TASK PROMPT:
Count the lines in the entries below that contain the string "water". Reply with the number alone.

TASK DATA:
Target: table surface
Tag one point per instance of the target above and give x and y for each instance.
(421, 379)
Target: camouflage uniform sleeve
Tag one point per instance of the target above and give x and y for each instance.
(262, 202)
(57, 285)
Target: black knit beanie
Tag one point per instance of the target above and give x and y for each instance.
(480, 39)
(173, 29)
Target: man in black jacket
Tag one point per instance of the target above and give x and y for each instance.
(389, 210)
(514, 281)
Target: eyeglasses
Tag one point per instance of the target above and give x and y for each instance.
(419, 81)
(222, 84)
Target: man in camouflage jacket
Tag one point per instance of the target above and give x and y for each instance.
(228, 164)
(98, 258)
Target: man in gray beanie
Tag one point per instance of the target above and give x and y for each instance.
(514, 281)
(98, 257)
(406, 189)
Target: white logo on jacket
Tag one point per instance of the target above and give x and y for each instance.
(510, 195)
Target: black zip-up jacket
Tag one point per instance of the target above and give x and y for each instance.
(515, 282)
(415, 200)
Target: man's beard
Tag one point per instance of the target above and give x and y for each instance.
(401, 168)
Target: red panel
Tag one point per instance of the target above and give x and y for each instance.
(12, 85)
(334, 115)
---
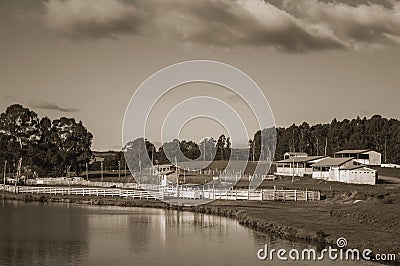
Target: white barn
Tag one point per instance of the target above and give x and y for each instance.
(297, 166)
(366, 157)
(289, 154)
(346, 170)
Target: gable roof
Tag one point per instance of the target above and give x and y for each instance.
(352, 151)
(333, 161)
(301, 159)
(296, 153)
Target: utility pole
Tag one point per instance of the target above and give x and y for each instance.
--
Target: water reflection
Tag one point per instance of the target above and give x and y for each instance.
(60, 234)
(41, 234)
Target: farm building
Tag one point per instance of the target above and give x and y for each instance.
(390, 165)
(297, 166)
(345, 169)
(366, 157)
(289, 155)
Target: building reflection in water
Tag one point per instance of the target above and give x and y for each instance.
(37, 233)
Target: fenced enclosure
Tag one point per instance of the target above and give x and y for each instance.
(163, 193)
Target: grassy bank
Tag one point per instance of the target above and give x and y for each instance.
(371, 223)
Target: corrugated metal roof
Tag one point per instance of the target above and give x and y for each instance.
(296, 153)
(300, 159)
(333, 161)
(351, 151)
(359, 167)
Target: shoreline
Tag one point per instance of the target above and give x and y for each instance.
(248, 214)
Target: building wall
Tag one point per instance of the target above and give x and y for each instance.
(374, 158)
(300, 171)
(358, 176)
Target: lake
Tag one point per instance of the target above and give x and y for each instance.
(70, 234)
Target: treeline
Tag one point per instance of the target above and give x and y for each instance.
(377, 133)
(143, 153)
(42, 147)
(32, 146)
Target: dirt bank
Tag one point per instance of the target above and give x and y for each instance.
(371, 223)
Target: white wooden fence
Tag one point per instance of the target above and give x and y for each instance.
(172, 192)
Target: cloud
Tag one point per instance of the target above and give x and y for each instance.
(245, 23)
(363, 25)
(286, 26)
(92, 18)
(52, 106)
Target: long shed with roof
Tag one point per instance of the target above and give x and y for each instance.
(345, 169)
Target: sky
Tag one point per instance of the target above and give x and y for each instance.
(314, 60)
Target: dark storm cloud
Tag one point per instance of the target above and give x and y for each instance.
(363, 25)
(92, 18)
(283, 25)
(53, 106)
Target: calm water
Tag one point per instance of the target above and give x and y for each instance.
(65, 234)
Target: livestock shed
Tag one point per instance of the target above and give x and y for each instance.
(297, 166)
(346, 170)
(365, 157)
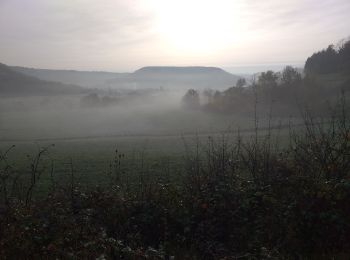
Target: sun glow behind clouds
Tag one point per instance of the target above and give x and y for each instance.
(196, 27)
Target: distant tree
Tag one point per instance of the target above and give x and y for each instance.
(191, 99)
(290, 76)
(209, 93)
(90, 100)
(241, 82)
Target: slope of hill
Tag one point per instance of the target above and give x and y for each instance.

RESPONSE TO THIS EXERCISE:
3